### Assignment
Leaving out the pictures, return each line of the entries from the first through the line with "x=502, y=386", and only those lines.

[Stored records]
"""
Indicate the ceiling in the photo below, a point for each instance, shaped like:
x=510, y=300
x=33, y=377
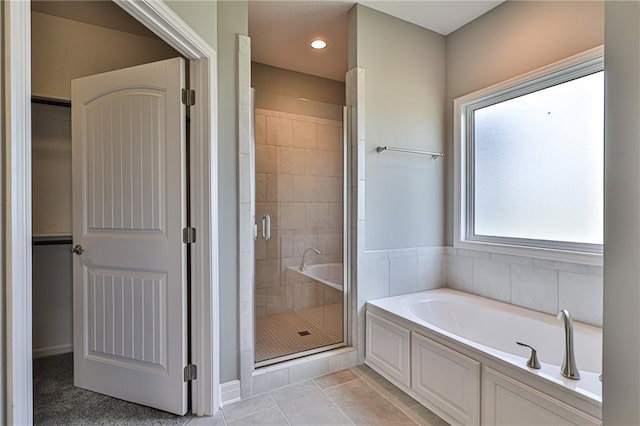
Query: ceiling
x=280, y=31
x=101, y=13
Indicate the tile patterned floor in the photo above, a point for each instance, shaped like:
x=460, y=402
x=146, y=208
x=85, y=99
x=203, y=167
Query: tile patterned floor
x=357, y=396
x=277, y=335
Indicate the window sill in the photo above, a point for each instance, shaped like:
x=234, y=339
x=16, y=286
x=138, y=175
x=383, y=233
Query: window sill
x=593, y=259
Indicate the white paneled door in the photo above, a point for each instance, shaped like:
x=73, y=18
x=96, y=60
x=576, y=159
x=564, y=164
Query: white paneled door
x=129, y=210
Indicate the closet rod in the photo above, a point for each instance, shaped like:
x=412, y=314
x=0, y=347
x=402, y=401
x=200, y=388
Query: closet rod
x=50, y=101
x=51, y=240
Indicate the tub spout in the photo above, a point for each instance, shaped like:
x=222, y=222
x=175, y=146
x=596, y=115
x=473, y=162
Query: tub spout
x=302, y=264
x=569, y=367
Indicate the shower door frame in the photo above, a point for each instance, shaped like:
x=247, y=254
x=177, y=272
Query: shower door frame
x=346, y=250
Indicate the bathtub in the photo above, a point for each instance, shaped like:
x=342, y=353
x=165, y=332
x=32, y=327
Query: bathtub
x=330, y=274
x=485, y=331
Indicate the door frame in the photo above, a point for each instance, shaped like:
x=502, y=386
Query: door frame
x=17, y=406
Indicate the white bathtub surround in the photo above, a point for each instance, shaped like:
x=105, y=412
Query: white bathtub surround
x=538, y=284
x=443, y=333
x=386, y=273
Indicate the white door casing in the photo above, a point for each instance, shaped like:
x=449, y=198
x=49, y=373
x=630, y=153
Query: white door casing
x=129, y=208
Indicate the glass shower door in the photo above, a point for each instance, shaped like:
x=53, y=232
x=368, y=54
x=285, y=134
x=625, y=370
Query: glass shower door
x=299, y=170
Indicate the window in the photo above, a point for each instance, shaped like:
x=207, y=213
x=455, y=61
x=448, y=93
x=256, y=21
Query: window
x=530, y=161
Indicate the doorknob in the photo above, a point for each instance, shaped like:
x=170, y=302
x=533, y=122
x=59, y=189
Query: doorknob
x=266, y=227
x=78, y=249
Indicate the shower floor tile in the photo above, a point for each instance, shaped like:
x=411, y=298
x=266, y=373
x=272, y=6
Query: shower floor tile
x=291, y=332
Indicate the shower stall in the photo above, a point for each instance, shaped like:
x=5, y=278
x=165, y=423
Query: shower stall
x=299, y=170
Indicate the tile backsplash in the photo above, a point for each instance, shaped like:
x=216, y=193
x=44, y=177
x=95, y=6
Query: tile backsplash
x=537, y=284
x=541, y=285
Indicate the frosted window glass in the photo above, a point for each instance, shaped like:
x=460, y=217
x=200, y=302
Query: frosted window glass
x=539, y=164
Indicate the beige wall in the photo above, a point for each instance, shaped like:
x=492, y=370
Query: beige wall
x=201, y=15
x=51, y=169
x=512, y=39
x=404, y=106
x=621, y=333
x=265, y=78
x=63, y=49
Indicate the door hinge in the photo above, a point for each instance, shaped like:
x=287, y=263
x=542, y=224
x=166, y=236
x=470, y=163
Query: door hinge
x=188, y=235
x=190, y=372
x=188, y=97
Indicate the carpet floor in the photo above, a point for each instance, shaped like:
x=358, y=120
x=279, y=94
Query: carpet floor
x=57, y=402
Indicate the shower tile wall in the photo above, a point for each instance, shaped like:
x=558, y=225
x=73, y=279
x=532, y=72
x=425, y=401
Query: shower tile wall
x=299, y=182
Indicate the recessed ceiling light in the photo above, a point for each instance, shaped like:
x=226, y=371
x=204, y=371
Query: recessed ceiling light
x=318, y=44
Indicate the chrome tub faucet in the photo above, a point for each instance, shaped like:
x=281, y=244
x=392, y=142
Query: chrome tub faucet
x=569, y=367
x=302, y=264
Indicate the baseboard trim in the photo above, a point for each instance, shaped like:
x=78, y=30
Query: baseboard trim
x=230, y=392
x=52, y=350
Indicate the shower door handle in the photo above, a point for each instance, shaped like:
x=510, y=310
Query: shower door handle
x=266, y=227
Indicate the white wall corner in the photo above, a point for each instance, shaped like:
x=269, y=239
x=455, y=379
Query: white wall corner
x=230, y=392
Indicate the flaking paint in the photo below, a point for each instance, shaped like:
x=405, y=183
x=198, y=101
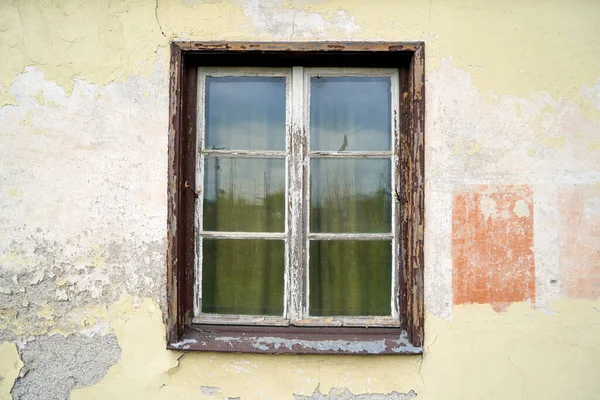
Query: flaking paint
x=513, y=99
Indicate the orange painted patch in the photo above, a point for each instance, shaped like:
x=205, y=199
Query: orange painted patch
x=492, y=246
x=579, y=238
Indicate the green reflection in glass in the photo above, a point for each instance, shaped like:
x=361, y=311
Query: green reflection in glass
x=350, y=113
x=350, y=195
x=350, y=278
x=244, y=194
x=245, y=113
x=242, y=276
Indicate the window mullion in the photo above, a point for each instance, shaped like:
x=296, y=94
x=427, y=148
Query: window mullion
x=296, y=167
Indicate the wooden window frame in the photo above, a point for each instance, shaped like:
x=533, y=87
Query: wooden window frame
x=182, y=332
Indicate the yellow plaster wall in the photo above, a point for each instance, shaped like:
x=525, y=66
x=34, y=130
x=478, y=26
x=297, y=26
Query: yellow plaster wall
x=513, y=96
x=518, y=354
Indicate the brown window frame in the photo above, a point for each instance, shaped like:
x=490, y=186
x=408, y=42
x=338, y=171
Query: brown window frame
x=182, y=334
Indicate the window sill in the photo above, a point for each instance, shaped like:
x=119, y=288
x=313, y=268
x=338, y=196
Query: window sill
x=295, y=340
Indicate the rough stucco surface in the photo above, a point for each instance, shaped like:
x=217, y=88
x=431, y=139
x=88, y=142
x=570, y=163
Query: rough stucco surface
x=58, y=364
x=512, y=101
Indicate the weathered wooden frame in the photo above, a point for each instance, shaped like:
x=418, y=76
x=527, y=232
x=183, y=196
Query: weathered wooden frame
x=182, y=333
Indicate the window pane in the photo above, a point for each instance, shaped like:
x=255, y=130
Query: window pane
x=350, y=195
x=350, y=278
x=242, y=276
x=245, y=113
x=350, y=113
x=244, y=194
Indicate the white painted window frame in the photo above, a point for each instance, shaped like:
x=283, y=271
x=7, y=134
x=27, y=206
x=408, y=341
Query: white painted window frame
x=297, y=175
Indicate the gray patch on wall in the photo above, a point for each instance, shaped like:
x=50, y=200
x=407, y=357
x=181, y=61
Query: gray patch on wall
x=55, y=365
x=337, y=394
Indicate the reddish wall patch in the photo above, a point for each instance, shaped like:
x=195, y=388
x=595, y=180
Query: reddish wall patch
x=492, y=245
x=579, y=239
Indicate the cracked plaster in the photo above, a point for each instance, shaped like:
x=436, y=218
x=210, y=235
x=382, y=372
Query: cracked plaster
x=83, y=138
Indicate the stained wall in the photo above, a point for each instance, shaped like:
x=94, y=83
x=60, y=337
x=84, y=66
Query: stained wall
x=512, y=200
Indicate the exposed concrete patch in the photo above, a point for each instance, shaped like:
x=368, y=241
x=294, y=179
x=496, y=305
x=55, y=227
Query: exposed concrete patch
x=345, y=394
x=209, y=390
x=10, y=365
x=55, y=365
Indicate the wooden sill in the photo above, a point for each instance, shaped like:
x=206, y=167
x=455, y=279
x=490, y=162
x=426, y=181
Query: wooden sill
x=295, y=340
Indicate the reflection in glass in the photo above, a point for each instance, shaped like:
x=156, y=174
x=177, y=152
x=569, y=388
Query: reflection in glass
x=244, y=194
x=350, y=113
x=350, y=195
x=242, y=276
x=245, y=113
x=350, y=278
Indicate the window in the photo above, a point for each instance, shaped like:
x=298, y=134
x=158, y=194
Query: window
x=296, y=198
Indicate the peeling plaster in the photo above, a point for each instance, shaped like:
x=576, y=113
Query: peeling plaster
x=344, y=394
x=83, y=122
x=55, y=365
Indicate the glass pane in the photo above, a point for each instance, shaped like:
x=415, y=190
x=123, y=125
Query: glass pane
x=350, y=278
x=242, y=276
x=350, y=195
x=350, y=113
x=244, y=194
x=245, y=113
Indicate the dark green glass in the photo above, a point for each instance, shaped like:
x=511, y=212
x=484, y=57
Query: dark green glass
x=350, y=113
x=350, y=278
x=245, y=113
x=244, y=194
x=242, y=276
x=350, y=195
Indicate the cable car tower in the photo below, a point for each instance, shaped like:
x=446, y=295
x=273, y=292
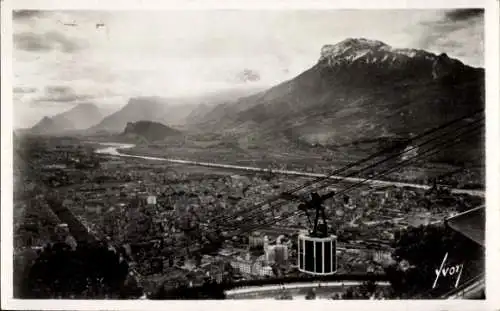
"""
### Task response
Indicate the ceiling in the photo below, a point for each instance, shaped like:
x=510, y=300
x=33, y=377
Query: ceiling
x=280, y=31
x=101, y=13
Indicate the tile patterned floor in the photo above, a point for each instance, shaped like:
x=460, y=402
x=146, y=208
x=85, y=99
x=203, y=167
Query: tile patterned floor
x=357, y=396
x=277, y=335
Indicate the window sill in the photo above, a point for each instance, shaped like:
x=234, y=339
x=16, y=286
x=138, y=175
x=383, y=233
Query: window sill
x=593, y=259
Indicate the white paneled door in the photo above, a point for each instance, shaped like:
x=73, y=18
x=96, y=60
x=576, y=159
x=564, y=164
Query: white paneled door
x=129, y=210
Indicate the closet rod in the photo above, a point for each instance, shaped like:
x=412, y=314
x=0, y=347
x=402, y=401
x=200, y=388
Query: closet rod
x=50, y=101
x=51, y=240
Indicate the tub spout in the photo above, a point for each instance, shaped like:
x=222, y=222
x=175, y=146
x=596, y=115
x=473, y=162
Query: tub spout
x=302, y=264
x=569, y=367
Indicate the shower door frame in the photo above, a point for each instance, shaped like:
x=247, y=254
x=177, y=272
Query: shower door frame
x=346, y=250
Indicate the bathtub in the photo above, a point for each instance, shaped like:
x=342, y=353
x=165, y=332
x=32, y=327
Query: bathtub
x=330, y=274
x=485, y=331
Indicate the door frame in the photo above, a point for each instance, shaped like:
x=502, y=386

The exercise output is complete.